#### Task statement
Set down each line of the records once more, precisely, and omit the pictures.
^^^^^^^^^^^^^^^^
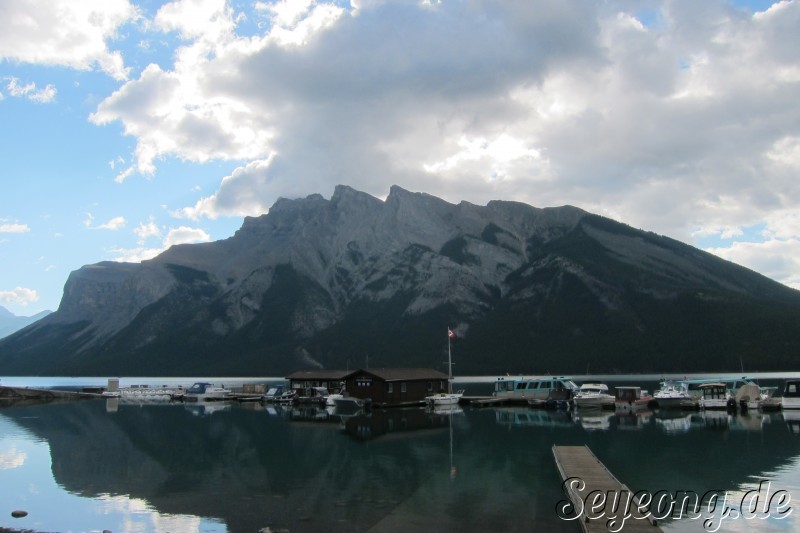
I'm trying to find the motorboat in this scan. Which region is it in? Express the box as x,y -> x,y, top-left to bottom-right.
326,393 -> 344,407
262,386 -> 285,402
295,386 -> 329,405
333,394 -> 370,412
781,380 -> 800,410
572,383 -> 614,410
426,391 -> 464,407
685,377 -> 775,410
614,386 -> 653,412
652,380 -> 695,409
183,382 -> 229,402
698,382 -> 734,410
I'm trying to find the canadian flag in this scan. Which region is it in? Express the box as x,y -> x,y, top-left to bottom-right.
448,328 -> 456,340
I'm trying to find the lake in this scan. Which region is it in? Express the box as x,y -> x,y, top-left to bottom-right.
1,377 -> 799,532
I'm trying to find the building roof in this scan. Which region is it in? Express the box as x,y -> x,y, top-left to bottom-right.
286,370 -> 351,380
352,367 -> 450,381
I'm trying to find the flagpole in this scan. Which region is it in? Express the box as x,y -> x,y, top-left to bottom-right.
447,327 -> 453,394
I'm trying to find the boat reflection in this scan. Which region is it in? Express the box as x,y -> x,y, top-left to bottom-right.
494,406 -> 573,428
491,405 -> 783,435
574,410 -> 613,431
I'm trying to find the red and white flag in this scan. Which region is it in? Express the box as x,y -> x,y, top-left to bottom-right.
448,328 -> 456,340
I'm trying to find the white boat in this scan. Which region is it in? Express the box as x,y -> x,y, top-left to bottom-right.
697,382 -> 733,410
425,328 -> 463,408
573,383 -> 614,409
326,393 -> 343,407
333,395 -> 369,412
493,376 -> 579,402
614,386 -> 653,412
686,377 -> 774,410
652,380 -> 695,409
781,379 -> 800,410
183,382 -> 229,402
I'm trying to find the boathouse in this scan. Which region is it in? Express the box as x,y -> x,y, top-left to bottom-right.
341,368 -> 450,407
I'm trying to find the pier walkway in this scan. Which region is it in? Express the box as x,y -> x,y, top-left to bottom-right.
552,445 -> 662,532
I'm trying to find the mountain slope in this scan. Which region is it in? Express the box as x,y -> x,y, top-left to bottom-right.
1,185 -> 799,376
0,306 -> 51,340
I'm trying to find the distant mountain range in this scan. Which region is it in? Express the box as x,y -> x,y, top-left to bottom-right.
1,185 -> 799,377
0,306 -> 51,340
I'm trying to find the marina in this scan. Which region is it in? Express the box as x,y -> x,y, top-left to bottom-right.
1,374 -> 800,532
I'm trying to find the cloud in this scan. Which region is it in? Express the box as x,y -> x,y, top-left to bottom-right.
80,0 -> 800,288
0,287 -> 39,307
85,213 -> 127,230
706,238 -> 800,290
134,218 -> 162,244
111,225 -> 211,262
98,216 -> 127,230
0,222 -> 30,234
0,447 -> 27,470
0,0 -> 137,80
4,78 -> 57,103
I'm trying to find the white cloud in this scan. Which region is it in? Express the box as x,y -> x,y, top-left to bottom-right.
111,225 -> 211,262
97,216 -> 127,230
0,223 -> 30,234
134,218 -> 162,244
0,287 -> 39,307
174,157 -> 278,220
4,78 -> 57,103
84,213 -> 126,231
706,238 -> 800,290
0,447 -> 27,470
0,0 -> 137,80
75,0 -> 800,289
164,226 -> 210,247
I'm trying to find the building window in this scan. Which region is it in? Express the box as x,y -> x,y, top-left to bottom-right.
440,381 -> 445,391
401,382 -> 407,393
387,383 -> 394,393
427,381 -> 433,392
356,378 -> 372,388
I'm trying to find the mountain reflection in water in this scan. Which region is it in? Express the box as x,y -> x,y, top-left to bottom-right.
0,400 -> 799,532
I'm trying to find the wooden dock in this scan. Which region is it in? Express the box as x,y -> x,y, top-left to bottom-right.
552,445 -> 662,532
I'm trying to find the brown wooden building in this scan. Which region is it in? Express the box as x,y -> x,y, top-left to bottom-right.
^^^^^^^^^^^^^^^^
#### Exercise output
I'm trying to find the motorboat in this scan. Which region is it in? Express the box as x,y -> x,y, top-left to bottom-right.
326,393 -> 344,407
262,386 -> 285,402
295,386 -> 329,405
333,394 -> 370,412
781,380 -> 800,410
572,383 -> 614,410
426,391 -> 464,407
685,377 -> 775,410
614,386 -> 653,412
652,380 -> 695,409
183,382 -> 229,402
698,382 -> 734,410
I'm trying to find the canadian flag in this scan. Which region is it in? Express the box as x,y -> x,y, top-left to bottom-right.
448,328 -> 456,340
I'm trying to find the lake in this scan. Which region is it in? Express the box as x,y -> x,y, top-left to bottom-right.
1,377 -> 799,532
I'm trying to find the building roof in this scan. Which region is it in? Express the box as x,y -> x,y, top-left to bottom-right.
286,370 -> 351,380
352,367 -> 450,381
I'm trying to find the flagpole in this scan. Which region is it in? Express the box as x,y -> x,y, top-left to bottom-right.
447,327 -> 453,394
I'm trying to find the boat reflection in this scan. Which region is it in? Express the box as x,y -> x,y, top-left to bottom-right.
494,406 -> 573,428
491,405 -> 783,435
574,410 -> 613,431
I'm trying to find the red and white flag in this scan. Which region is it in? Express the box as x,y -> x,y, top-left to bottom-right.
448,328 -> 456,340
I'm trying to find the white boat in this scan. Which region is it in? Express the box as x,y -> x,y, top-left to bottom-right.
697,382 -> 733,410
425,328 -> 463,408
573,383 -> 614,409
326,393 -> 343,407
333,395 -> 369,412
493,376 -> 579,402
614,386 -> 653,412
686,377 -> 774,410
652,380 -> 695,409
781,379 -> 800,410
183,382 -> 229,402
I'm trying to find the boathouse in this scan. Which region is it in? Express the box as x,y -> x,y, top-left to bottom-right.
341,368 -> 450,407
I'm trying to find the pier walkway in this scan. Which region is it in? Express the box as x,y -> x,y, top-left to bottom-right.
552,445 -> 662,532
I'm trying to find the mountain slope in this scan. Which region is it in? Express the box as x,y -> x,y, top-left to bottom-right.
1,185 -> 799,376
0,306 -> 51,340
I'm trying to find the distant mountain range in this scan. Which region is it in? Express the box as x,y -> x,y, top-left to bottom-right.
1,185 -> 799,377
0,306 -> 51,340
I'm trying to find the marina in this scan. Which region is it in? Express the box as x,y -> x,y, top-left to bottom-right.
1,374 -> 800,532
I'm trying to find the cloud in this scan. Which region is it in? Express the box as x,y -> x,y, top-left to bottom-right.
80,0 -> 800,288
0,287 -> 39,307
85,213 -> 127,230
706,238 -> 800,290
134,218 -> 162,244
111,225 -> 211,262
98,216 -> 127,230
0,222 -> 30,234
0,447 -> 27,470
0,0 -> 137,80
4,78 -> 57,103
I'm trying to find the white cloud in this scan. Which region is it in? Express the box as x,y -> x,y, top-left to bottom-right.
111,225 -> 211,262
97,216 -> 127,230
0,223 -> 30,234
134,218 -> 162,244
0,287 -> 39,307
174,157 -> 278,220
4,78 -> 57,103
84,213 -> 126,231
706,238 -> 800,290
0,447 -> 27,470
0,0 -> 137,80
75,0 -> 800,289
164,226 -> 210,247
I'm trying to find the building window in this scan. Which region is it in? Express the box as x,y -> x,y, top-left to bottom-right.
440,381 -> 445,391
401,382 -> 407,393
387,383 -> 394,393
427,381 -> 433,392
356,378 -> 372,388
I'm trying to find the mountain reflection in water in this scan. Which region is it in? Express the box as x,y -> x,y, top-left to bottom-right.
0,400 -> 799,532
I'm trying to find the wooden dock in this scan. Which region is it in? Express the box as x,y -> x,y, top-left to bottom-right.
552,445 -> 662,532
I'm trying to find the brown wooden building in this scan. Which region is it in? Express the box as x,y -> x,y, top-left to bottom-right.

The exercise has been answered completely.